Labeled-object pointing entries:
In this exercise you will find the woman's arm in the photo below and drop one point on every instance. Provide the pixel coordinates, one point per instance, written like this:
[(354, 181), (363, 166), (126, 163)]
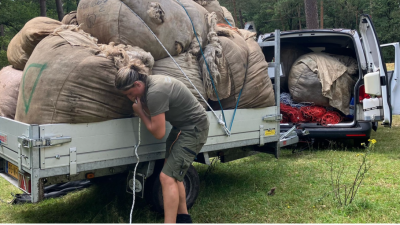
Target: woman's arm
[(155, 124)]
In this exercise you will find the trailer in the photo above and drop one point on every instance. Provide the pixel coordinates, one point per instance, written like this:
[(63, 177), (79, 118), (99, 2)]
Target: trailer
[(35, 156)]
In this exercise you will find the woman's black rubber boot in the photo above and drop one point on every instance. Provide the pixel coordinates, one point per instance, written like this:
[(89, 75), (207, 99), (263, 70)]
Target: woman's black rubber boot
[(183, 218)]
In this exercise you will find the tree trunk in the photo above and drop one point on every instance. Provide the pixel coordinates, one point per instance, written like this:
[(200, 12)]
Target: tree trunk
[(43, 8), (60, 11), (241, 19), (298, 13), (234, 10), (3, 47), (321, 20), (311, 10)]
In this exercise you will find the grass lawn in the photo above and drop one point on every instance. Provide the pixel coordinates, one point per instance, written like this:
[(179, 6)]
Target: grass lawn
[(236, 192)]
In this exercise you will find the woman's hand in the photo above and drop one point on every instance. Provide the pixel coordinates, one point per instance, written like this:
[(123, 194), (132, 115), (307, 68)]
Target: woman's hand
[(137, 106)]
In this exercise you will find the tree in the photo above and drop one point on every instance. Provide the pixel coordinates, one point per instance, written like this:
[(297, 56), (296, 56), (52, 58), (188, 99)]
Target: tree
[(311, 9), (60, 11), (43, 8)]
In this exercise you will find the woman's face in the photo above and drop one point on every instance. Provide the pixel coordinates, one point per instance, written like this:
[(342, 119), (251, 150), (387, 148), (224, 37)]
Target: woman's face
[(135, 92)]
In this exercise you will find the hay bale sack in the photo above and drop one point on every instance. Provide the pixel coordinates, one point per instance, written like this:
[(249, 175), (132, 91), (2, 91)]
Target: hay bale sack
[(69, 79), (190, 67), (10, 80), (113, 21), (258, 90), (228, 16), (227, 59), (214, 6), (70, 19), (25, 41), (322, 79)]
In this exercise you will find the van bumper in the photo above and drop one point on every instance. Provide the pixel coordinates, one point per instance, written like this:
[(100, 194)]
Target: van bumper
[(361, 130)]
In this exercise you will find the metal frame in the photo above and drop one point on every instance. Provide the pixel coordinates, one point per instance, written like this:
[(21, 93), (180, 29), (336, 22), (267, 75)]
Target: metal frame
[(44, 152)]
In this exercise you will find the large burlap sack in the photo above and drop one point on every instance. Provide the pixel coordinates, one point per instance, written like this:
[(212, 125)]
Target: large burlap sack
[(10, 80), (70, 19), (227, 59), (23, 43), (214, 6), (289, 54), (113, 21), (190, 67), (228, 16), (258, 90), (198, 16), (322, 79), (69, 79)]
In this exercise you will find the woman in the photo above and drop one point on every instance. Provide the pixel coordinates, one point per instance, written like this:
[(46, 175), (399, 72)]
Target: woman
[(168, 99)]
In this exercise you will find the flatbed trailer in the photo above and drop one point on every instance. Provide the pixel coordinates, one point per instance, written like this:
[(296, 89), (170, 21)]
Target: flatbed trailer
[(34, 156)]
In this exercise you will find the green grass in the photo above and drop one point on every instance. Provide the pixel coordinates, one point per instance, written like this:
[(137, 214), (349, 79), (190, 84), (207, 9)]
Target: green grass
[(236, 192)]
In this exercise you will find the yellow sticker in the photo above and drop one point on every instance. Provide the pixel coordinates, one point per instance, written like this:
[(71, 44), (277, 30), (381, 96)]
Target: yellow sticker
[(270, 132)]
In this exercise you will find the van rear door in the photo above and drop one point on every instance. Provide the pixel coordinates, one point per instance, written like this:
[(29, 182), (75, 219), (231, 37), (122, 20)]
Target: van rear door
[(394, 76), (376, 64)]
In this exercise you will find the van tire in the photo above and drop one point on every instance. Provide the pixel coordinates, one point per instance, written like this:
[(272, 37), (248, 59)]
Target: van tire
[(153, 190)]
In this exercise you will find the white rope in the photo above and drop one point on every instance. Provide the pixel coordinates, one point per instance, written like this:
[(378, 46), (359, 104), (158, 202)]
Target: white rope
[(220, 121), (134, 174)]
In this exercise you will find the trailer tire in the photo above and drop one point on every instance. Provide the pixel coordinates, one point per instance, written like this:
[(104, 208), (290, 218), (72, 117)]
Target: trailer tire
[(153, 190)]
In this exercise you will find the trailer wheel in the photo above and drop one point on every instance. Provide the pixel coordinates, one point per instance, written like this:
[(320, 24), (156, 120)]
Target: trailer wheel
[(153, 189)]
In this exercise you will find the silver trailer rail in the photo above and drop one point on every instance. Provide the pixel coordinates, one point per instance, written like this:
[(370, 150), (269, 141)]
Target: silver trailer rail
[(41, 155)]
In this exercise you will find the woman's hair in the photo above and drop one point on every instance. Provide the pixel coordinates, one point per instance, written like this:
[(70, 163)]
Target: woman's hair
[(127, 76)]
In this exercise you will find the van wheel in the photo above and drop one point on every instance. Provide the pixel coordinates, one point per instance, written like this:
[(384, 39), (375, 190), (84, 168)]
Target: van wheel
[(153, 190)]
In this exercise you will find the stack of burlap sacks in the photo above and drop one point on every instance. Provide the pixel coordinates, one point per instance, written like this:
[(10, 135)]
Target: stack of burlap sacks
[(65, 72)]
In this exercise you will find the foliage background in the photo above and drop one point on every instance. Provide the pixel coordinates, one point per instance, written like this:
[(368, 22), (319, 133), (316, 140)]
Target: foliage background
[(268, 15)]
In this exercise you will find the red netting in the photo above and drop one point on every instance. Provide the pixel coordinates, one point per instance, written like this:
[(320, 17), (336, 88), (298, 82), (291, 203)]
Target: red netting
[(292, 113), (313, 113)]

==

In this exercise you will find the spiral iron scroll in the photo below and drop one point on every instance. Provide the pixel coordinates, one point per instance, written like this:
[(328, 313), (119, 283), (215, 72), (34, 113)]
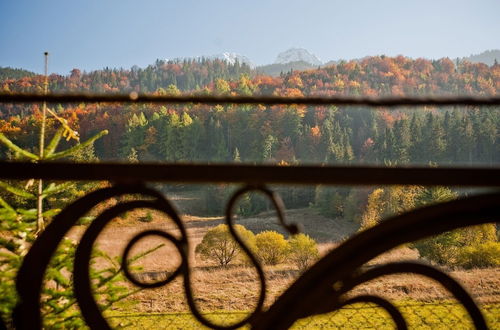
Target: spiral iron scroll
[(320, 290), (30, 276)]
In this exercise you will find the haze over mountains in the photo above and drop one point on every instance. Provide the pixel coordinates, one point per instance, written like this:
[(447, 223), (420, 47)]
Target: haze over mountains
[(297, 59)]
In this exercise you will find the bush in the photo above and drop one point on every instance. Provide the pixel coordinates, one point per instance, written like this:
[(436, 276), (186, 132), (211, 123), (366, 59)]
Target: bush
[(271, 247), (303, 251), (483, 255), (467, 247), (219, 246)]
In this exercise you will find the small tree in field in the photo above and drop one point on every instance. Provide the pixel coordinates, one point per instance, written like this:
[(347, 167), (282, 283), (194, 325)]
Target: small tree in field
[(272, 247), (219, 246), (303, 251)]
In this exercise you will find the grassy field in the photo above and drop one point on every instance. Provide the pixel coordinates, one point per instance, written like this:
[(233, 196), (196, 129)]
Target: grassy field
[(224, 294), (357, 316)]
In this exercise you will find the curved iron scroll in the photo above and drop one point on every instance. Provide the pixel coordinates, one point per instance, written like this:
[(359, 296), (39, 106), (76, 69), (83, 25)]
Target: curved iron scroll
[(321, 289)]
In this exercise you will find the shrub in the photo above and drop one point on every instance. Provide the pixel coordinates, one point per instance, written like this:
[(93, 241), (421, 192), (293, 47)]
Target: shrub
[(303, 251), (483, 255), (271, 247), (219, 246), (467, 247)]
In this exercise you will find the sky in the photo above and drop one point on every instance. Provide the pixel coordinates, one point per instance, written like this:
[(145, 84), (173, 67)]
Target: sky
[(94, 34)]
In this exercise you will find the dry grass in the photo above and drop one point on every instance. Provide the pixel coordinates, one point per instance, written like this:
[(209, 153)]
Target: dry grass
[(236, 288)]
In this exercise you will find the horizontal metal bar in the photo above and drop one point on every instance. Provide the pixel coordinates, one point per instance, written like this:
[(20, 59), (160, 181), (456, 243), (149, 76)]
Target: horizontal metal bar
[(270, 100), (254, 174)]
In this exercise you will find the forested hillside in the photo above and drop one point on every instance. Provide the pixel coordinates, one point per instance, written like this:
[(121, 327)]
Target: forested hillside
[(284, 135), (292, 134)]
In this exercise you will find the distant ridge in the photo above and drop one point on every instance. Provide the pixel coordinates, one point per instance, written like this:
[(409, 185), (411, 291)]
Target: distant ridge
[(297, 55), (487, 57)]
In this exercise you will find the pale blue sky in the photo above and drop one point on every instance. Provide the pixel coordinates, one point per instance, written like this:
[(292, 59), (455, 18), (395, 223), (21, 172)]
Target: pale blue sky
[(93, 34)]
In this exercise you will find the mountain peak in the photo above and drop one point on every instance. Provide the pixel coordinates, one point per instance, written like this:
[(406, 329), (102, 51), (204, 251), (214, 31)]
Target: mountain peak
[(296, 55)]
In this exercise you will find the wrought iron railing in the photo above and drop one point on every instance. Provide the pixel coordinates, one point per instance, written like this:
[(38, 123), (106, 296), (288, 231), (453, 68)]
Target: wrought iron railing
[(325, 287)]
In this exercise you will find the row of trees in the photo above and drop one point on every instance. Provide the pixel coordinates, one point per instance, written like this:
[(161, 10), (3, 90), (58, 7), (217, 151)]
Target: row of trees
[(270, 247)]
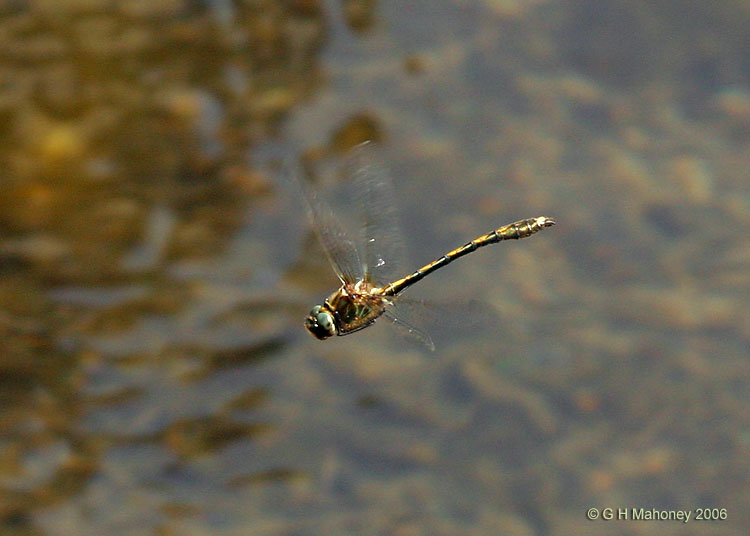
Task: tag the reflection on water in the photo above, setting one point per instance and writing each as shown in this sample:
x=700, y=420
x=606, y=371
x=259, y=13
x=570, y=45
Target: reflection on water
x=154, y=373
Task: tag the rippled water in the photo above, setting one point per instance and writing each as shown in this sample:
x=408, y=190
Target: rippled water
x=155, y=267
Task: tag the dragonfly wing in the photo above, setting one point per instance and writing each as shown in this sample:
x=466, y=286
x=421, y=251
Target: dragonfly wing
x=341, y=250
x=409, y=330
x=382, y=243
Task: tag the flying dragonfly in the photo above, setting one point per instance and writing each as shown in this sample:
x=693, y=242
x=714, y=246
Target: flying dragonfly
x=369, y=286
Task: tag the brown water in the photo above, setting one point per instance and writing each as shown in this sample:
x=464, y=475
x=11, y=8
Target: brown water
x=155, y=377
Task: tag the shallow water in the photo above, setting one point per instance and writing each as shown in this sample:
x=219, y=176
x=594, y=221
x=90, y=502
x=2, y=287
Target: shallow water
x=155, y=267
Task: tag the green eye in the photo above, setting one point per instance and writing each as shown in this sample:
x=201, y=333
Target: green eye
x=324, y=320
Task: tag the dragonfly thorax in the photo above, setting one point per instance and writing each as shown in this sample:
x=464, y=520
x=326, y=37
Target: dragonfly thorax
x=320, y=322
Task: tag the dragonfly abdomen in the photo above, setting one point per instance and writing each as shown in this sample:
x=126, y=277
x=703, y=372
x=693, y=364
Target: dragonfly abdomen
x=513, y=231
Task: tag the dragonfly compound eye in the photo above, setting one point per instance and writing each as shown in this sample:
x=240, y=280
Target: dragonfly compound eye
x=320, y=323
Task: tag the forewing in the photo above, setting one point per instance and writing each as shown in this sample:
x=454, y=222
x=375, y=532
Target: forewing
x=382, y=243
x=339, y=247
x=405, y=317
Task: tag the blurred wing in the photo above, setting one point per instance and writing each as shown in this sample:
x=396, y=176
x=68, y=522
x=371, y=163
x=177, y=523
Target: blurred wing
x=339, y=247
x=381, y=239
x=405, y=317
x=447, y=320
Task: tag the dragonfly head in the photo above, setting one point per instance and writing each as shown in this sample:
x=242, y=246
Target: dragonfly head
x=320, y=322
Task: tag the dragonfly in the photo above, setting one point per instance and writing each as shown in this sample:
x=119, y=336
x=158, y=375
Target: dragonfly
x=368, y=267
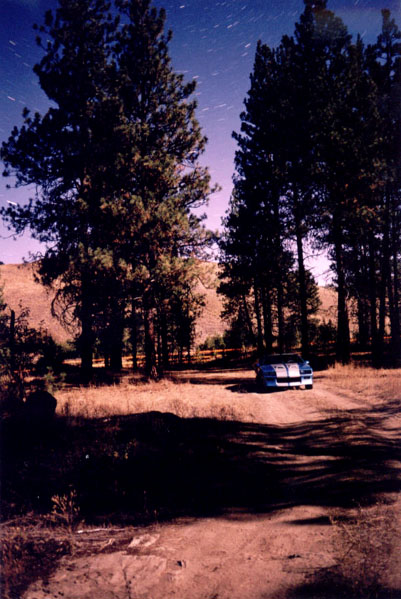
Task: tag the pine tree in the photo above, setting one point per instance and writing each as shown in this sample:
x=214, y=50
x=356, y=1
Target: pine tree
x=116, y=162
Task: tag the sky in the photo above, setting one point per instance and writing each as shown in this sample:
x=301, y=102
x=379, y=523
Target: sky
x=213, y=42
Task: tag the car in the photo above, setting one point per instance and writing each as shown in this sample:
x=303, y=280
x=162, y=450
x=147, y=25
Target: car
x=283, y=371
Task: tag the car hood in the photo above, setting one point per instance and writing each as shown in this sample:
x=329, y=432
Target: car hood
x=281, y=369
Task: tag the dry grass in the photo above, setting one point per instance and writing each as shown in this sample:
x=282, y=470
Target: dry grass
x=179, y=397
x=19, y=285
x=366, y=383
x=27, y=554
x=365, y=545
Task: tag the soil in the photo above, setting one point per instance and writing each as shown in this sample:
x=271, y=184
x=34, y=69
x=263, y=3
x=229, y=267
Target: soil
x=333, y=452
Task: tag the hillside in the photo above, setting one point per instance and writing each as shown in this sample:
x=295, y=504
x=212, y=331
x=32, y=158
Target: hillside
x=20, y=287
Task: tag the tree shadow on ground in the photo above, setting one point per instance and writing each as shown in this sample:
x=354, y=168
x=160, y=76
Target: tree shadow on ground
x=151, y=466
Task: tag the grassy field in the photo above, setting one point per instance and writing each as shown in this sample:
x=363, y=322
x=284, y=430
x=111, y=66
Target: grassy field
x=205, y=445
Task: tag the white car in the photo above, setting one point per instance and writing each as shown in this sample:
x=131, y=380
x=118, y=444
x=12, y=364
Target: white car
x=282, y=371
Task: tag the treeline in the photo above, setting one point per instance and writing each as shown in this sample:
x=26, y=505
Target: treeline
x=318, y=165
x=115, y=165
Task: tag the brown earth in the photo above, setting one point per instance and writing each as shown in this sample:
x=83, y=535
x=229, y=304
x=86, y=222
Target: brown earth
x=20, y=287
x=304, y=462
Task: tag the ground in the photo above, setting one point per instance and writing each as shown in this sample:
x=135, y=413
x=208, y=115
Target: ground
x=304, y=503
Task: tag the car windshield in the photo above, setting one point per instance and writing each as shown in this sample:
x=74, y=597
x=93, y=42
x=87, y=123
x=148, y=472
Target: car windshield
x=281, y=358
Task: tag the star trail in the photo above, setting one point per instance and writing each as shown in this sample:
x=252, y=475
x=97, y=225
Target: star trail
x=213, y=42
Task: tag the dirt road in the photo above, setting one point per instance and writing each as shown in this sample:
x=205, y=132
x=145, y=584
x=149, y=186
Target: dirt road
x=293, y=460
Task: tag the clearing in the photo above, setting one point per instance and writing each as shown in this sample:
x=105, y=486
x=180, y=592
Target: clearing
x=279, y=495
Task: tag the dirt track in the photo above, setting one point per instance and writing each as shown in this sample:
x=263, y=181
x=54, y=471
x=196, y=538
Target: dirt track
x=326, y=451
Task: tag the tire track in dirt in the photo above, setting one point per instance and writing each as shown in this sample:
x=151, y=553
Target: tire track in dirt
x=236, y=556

* _WRITTEN PROBLEM_: Tally the lines of the data above that contain the string "metal" and give only that count.

* _SOLUTION TO THIS TASK_: 4